- _What you need to do_
Express the lines of the entries, starting at the first line and ending at the line containing "[202,213,219,256]", as a Markdown table with the columns Row and Line. Number each line, and leave out any blank lines.

···

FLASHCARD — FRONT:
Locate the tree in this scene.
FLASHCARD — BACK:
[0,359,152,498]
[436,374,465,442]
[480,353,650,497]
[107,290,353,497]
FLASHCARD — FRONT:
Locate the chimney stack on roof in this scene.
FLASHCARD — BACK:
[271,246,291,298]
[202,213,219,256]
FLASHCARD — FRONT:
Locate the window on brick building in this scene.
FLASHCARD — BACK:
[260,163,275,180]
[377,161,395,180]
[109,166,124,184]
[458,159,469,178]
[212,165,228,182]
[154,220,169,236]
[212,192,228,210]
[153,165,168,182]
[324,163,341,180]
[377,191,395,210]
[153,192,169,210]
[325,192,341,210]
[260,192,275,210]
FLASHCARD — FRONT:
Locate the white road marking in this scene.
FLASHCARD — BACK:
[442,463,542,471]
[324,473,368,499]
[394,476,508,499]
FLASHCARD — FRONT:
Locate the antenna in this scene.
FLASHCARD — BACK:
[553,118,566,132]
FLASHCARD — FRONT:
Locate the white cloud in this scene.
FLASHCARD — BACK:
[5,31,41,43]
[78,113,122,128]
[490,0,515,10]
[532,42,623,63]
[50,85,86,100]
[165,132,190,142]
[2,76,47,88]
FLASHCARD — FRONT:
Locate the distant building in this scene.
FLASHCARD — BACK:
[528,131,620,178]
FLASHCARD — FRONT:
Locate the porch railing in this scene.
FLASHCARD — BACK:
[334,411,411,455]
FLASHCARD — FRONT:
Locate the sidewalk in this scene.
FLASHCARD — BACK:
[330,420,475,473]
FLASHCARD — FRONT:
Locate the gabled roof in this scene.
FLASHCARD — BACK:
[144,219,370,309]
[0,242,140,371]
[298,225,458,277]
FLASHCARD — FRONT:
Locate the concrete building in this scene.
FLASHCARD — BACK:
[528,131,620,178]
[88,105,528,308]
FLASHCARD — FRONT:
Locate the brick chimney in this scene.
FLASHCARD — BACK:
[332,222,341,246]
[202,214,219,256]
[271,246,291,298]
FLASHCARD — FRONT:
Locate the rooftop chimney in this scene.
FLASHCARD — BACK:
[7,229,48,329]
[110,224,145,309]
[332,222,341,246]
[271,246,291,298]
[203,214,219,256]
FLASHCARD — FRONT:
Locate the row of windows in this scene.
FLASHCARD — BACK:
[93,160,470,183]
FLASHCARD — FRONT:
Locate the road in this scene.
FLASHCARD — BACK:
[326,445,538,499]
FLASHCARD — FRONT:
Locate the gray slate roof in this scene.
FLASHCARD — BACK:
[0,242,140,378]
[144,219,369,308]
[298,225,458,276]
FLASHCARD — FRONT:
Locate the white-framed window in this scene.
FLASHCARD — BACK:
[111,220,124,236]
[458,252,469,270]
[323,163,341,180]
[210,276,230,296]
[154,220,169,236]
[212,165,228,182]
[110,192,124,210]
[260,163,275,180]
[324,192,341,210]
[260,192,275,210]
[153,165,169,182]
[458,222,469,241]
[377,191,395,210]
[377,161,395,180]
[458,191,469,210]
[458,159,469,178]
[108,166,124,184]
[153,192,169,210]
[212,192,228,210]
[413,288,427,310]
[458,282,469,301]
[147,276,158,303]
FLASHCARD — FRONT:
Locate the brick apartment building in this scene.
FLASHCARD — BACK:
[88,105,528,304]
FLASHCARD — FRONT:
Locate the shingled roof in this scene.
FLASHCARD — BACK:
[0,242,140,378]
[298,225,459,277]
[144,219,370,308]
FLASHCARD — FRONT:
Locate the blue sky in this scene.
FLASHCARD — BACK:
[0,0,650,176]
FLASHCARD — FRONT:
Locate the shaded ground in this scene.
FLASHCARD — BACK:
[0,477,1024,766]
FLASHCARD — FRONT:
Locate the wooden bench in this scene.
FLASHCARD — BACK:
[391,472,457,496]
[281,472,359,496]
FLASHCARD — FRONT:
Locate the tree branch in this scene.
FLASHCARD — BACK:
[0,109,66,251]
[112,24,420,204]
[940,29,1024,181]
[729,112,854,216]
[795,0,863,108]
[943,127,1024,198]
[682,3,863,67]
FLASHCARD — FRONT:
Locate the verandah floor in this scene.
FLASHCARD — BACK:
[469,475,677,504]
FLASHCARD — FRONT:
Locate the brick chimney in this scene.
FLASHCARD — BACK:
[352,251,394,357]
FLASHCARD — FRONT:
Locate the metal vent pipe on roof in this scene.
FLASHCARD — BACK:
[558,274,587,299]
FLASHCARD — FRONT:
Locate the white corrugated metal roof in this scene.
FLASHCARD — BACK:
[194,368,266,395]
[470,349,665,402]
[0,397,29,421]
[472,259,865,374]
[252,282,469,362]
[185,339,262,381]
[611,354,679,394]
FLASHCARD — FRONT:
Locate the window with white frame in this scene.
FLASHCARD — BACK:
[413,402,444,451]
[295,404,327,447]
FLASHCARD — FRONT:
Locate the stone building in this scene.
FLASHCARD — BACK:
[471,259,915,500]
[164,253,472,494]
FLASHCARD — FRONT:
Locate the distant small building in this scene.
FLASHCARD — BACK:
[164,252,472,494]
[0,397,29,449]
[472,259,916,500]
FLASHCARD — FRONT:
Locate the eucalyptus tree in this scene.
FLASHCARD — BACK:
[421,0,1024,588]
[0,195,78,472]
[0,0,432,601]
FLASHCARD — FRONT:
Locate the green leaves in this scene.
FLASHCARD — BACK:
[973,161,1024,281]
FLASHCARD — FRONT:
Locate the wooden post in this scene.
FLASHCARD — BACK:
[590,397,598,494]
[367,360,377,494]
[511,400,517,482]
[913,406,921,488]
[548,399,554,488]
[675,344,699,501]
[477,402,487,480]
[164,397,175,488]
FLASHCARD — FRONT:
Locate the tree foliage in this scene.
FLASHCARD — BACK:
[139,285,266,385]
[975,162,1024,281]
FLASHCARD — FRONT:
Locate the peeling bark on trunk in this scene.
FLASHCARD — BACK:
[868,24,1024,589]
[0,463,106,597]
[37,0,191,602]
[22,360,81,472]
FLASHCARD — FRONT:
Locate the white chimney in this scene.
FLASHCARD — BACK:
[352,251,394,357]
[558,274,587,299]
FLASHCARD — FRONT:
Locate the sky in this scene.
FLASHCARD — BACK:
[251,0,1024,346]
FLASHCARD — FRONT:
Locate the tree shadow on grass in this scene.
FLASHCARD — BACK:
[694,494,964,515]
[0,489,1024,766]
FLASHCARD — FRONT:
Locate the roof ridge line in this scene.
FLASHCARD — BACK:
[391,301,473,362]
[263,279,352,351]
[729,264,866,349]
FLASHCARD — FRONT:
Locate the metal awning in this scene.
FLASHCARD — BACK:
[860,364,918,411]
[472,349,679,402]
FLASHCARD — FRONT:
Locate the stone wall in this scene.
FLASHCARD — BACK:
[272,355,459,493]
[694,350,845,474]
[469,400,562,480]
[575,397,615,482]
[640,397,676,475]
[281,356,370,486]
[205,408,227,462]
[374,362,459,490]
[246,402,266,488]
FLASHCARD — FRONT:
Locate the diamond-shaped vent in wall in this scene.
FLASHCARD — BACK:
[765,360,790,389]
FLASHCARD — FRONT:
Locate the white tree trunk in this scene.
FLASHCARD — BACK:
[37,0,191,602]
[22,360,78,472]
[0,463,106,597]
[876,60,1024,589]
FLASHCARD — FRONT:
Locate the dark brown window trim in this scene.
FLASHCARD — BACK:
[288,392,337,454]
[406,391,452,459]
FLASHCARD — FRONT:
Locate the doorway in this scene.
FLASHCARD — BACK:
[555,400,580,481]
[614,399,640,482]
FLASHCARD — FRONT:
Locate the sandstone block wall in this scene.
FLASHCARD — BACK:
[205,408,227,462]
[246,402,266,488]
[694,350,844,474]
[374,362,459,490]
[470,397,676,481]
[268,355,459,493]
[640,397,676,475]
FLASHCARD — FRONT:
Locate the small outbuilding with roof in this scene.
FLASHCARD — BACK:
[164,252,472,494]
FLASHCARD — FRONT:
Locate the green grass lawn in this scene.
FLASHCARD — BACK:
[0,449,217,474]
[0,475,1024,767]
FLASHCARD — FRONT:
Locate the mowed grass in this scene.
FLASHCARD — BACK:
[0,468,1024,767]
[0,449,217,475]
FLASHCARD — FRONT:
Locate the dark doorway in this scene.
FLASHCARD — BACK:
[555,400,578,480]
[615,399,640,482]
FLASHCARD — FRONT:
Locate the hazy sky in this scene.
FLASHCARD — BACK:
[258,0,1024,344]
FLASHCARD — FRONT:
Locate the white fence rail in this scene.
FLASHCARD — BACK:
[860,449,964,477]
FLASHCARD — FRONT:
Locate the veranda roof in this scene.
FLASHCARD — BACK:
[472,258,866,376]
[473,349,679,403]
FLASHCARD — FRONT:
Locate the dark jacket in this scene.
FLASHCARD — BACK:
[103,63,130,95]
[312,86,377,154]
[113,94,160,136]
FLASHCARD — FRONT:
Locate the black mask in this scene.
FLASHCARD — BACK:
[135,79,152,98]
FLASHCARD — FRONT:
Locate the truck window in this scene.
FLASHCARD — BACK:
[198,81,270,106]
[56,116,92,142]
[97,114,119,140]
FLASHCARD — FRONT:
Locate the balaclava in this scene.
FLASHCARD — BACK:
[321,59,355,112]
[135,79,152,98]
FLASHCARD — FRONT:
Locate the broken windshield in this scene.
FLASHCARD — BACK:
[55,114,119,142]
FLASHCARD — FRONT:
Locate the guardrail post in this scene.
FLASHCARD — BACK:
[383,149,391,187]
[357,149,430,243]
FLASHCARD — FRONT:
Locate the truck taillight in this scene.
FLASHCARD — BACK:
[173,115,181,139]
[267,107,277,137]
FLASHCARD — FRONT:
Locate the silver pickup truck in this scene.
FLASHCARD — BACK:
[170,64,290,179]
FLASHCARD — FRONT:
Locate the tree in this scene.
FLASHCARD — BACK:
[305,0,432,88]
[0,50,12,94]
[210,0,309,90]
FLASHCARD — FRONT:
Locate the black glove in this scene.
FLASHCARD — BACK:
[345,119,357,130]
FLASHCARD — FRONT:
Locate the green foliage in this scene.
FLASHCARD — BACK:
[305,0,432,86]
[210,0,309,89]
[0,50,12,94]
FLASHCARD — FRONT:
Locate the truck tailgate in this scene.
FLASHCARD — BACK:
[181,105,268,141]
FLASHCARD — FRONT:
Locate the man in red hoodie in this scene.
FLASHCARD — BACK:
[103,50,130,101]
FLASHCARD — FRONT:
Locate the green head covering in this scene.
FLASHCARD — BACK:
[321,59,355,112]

···

- _Written response_
| Row | Line |
|---|---|
| 1 | FLASHCARD — FRONT: |
| 2 | Locate the tree in this scene. |
| 3 | FLASHCARD — BACK: |
| 4 | [0,359,152,498] |
| 5 | [436,374,465,442] |
| 6 | [480,353,650,497] |
| 7 | [107,290,353,497] |
| 8 | FLASHCARD — FRONT: |
| 9 | Locate the chimney stack on roof in this scene. |
| 10 | FLASHCARD — BACK: |
| 11 | [271,246,291,298] |
| 12 | [202,213,219,256] |